··· Data records

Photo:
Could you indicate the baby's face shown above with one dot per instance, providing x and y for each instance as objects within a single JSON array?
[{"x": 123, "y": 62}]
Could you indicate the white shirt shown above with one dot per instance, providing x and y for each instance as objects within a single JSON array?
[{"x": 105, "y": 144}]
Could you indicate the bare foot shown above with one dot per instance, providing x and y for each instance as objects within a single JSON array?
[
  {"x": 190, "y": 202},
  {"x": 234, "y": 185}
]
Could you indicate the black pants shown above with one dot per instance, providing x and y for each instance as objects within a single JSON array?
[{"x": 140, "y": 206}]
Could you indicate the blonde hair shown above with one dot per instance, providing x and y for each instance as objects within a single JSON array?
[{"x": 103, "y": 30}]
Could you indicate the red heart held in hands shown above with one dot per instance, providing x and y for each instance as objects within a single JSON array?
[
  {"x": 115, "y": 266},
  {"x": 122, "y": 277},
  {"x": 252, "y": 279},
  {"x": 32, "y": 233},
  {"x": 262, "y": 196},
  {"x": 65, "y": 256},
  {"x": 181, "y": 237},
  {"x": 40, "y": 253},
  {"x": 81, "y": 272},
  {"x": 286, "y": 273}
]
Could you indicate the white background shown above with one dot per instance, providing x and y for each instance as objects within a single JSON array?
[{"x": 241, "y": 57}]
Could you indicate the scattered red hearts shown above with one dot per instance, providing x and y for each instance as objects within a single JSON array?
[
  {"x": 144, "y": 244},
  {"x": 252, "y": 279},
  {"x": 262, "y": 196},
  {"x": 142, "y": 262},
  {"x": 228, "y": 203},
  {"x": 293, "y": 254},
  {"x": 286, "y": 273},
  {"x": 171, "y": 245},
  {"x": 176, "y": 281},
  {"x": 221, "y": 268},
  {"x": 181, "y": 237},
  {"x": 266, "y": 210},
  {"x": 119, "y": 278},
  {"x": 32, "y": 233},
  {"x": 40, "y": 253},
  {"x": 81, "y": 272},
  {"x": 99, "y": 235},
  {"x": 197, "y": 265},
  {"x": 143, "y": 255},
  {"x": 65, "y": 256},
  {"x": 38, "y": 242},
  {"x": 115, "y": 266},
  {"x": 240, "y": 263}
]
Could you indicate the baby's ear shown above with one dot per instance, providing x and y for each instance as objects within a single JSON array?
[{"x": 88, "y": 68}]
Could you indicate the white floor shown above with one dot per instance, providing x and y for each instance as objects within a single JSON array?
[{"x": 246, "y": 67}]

······

### What you should do
A faithful transcription of all the material is what this exercise calls for.

### Reply
Photo:
Could you indicate the baby's face shown above with one dot per instance, providing x and y for each instance as objects within a single JSON array?
[{"x": 123, "y": 62}]
Could you indicate the white shirt shown above with one dot per instance, providing x and y for each instance as objects within a single JSON array?
[{"x": 105, "y": 144}]
Could you indicate the bare foot shown above with one dot per instance, providing x and y for each instance as objects within a single JSON array?
[
  {"x": 190, "y": 202},
  {"x": 234, "y": 185}
]
Could you indicate the black pants shown above with one dot per instance, providing x and y for each instance as objects within a single JSON array?
[{"x": 140, "y": 206}]
Could you indicate the blonde hair shown above with one dot per instance, providing x and y for each instance as objects within a single JSON array?
[{"x": 103, "y": 30}]
Could you indicate the red heart held in hands shown above with one dot per instance, providing x and y for each instance as objects within a single JSON array?
[
  {"x": 115, "y": 266},
  {"x": 122, "y": 277},
  {"x": 252, "y": 279},
  {"x": 32, "y": 233},
  {"x": 262, "y": 196},
  {"x": 65, "y": 256},
  {"x": 181, "y": 237},
  {"x": 40, "y": 253},
  {"x": 81, "y": 272},
  {"x": 286, "y": 273}
]
Could you indicate the white background shown above with one dot per instance, providing x and y for each instance as objects within a single JSON array?
[{"x": 241, "y": 57}]
Could you indicate the scattered red hearts shown above with one dot per instance, providing x and y for each instance as objects within a single JSON array?
[
  {"x": 144, "y": 244},
  {"x": 252, "y": 279},
  {"x": 262, "y": 196},
  {"x": 142, "y": 262},
  {"x": 228, "y": 203},
  {"x": 293, "y": 254},
  {"x": 286, "y": 273},
  {"x": 171, "y": 245},
  {"x": 176, "y": 281},
  {"x": 221, "y": 268},
  {"x": 181, "y": 237},
  {"x": 266, "y": 210},
  {"x": 119, "y": 278},
  {"x": 32, "y": 233},
  {"x": 40, "y": 253},
  {"x": 81, "y": 272},
  {"x": 99, "y": 235},
  {"x": 197, "y": 265},
  {"x": 143, "y": 255},
  {"x": 65, "y": 256},
  {"x": 38, "y": 242},
  {"x": 115, "y": 266},
  {"x": 240, "y": 263}
]
Could you indicate the baby's ear shown above with one dot per instance, providing x and y for each instance as objects within a single JSON array?
[{"x": 88, "y": 68}]
Could you indicate the white floor shown above with one dot per instance, providing x and y for each instance as objects within a single JSON array?
[{"x": 246, "y": 67}]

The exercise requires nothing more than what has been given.